Weekly Tech Recap - № 155 - Vaunt glasses, self-driving slippers, Cleo dronut, iBoot code, etc.
Vaunt smart glasses
Vaunt glasses. © Vjeran Pavic, The Verge.
Intel has released a prototype of their smart glasses that look just like a regular pair of glasses, which is good news if you don’t want to turn into a strange cyborg, as with the failed Google Glass. They’re connected via Bluetooth to a phone (Android or iPhone), weigh less than 50 grams, and don’t have a camera, microphones or buttons. At the moment, Vaunt Glasses have only one major role: to display notifications and offer contextual information. The batteries and all the electronics are housed in the glasses’ arms. Messages aren’t displayed on a screen, but rather projected by a low-powered laser beam (VCSEL—vertical-cavity surface-emitting laser) right onto your retina. As a result of the technology that’s used, the display is monochrome: everything displays in red, at a resolution of close to 400x150 pixels. Since the image shines directly on your retina, it’s always in focus. The battery should last 18 hours. Intel will be making a development kit available in the next several months, for an undisclosed price.
⇨ The Verge, “Intel made smart glasses that look normal.”
Self-driving slippers. © Nissan.
Nissan has developed a nifty system that sends slippers to their rightful place at the entryway of a traditional Japanese inn (or ryokan) all by themselves, with the click of a button. Each slipper is outfitted with tiny wheels, a motor and sensors, which enables it to cross the floor using Nissan’s ProPilot Park technology. The car giant has also integrated the system into the inn’s tables and floor cushions, allowing guests to see autonomous furniture making its way across the floor. According to Nissan, their goal is “to entertain guests and reduce staff workload,” but it’s obviously being used to promote the company’s new Leaf vehicle, an all-electric, semi-autonomous car which uses the ProPilot driver assistance technology system. Points to Nissan for a creative marketing campaign.
Cleo, the donut-shaped tiny-drone
Drone Cleo. © Cleo Robotics.

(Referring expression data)
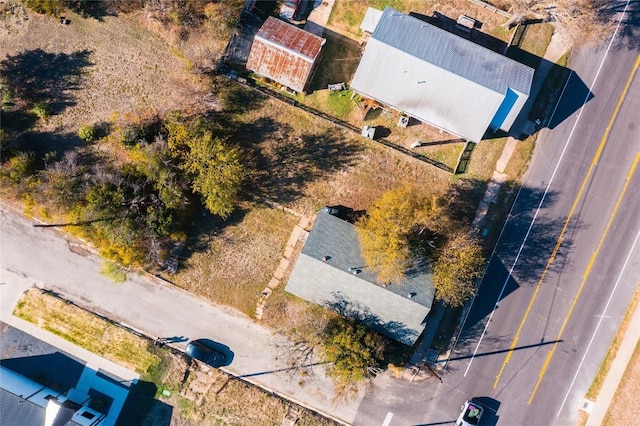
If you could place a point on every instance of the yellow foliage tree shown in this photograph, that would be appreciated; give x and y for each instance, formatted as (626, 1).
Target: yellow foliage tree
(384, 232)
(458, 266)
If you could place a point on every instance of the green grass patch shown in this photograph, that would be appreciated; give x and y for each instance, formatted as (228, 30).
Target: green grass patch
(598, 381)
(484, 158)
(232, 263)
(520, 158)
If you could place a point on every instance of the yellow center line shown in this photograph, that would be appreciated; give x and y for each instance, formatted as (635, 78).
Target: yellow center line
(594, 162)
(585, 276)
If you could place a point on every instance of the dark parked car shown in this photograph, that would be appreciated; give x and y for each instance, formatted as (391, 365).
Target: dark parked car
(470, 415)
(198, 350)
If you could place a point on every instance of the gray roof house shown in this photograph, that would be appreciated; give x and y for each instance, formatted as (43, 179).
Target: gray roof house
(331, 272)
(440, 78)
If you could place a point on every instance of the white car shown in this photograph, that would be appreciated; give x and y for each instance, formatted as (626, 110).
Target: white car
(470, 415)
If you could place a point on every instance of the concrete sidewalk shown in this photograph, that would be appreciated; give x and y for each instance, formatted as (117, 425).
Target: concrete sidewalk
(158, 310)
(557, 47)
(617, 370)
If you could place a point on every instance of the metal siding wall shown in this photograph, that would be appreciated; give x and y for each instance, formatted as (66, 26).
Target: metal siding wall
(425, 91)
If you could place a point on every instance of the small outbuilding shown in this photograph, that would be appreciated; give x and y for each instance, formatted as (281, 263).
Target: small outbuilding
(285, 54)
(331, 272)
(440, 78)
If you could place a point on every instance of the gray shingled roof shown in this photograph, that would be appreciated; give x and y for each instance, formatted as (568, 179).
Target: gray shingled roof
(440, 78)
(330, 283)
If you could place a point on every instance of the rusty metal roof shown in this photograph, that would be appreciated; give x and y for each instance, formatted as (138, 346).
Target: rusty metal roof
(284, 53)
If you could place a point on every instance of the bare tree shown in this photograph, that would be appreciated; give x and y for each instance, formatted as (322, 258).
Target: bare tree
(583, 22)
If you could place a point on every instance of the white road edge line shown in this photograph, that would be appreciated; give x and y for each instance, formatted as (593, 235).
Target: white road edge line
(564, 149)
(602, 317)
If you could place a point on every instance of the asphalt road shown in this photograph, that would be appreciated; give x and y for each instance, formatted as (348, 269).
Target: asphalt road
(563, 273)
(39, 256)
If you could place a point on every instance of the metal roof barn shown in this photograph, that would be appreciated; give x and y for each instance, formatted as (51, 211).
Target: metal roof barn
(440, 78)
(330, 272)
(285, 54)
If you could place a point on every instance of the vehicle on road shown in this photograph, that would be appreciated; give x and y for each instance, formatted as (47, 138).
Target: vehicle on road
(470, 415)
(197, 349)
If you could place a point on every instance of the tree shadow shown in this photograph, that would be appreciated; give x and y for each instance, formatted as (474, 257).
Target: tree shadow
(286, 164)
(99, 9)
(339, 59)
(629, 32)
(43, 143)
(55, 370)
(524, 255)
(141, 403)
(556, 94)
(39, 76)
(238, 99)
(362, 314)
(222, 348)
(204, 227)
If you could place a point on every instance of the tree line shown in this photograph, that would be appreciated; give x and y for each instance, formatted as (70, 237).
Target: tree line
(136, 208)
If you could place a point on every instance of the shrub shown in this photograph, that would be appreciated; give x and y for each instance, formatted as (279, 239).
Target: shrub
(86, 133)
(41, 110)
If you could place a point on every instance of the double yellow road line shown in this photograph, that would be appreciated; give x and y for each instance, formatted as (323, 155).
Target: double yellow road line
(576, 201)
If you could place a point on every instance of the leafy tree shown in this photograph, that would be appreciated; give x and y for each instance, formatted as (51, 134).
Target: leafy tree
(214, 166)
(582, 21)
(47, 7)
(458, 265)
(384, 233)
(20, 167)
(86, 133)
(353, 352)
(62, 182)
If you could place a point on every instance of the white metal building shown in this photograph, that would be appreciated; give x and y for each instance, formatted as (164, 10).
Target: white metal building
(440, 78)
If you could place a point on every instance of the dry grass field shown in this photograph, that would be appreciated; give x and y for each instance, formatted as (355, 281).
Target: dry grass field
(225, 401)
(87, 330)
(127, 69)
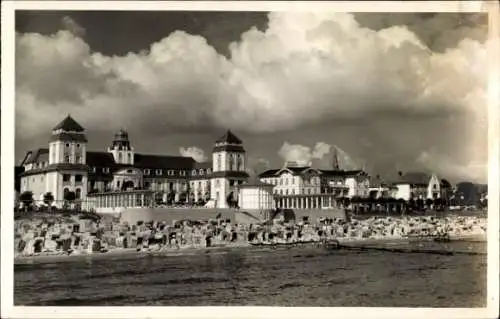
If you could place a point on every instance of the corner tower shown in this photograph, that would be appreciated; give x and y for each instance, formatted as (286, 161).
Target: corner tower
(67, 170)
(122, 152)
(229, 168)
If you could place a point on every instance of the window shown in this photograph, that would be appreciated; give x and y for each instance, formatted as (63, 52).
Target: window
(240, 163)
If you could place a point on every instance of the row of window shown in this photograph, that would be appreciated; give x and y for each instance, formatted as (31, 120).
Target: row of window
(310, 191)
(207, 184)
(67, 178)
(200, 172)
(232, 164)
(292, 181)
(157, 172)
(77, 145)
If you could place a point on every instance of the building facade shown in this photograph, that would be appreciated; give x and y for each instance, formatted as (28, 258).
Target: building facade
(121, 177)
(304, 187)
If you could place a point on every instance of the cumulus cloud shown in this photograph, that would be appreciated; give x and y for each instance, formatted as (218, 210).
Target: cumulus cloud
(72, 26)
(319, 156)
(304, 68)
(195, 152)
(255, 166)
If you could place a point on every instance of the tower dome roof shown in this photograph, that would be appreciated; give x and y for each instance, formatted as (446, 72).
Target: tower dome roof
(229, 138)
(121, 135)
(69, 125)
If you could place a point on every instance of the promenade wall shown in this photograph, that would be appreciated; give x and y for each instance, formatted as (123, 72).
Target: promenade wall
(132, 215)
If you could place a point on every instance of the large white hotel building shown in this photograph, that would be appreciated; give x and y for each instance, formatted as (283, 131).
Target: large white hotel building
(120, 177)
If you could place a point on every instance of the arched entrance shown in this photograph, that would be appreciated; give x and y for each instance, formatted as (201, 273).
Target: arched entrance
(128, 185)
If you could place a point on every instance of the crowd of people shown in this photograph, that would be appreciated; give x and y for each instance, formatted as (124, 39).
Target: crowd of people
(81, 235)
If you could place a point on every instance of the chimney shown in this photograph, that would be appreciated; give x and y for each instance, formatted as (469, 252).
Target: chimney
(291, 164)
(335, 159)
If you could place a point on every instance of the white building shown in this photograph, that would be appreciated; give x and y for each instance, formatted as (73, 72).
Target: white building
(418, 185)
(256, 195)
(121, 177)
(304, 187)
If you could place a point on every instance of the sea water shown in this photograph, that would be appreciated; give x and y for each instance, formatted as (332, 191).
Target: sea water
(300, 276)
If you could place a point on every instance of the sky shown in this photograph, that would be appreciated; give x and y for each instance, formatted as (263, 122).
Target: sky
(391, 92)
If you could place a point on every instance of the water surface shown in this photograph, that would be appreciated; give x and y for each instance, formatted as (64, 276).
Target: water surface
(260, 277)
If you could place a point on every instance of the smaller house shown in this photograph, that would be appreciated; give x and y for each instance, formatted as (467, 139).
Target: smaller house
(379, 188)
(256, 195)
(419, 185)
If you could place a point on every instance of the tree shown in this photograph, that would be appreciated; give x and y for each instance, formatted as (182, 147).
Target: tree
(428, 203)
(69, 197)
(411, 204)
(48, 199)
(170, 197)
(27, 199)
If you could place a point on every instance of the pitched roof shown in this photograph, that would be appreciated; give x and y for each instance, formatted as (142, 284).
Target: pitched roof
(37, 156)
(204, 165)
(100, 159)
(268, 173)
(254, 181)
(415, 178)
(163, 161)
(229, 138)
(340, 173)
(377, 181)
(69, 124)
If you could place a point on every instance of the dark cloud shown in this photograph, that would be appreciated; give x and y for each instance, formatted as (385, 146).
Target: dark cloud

Work task A: List the topics named in the title of the weekly tech recap.
Work task B: Write the next part of the weekly tech recap, beginning right after its last line.
The records have nothing to do with this.

Answer space A: Vaunt glasses, self-driving slippers, Cleo dronut, iBoot code

Answer space B:
Cleo Robotics has released a tiny, donut-shaped compact drone that can fit in the palm of your hand (it measures 95 mm in diameter, 33 mm thick, weighing 90 grams). It’s got a single pair of propellers on the same axis, housed inside a ring-shaped casing; it can fit in your pocket without having to be folded or taken apart, and there aren’t any fragile external parts that need to be protected. It works using a ducted fan. Changing the drone’s direction in flight relies on control surfaces into the airstream, something that company President Omar Eleryan, is saying very little about. The drone promises to be easy to use, practical and safe. Cleo should be available to the professional security market within the next 12 months, and the company hopes to launch a drone available to the public at a price competitive with other small quadcopters, between now and late 2019. That means you’ll need to be patient before you get a hold of one of these “dronuts.”
⇨ IEEE Spectrum, “Cleo Robotics demonstrates uniquely clever ducted fan drone.”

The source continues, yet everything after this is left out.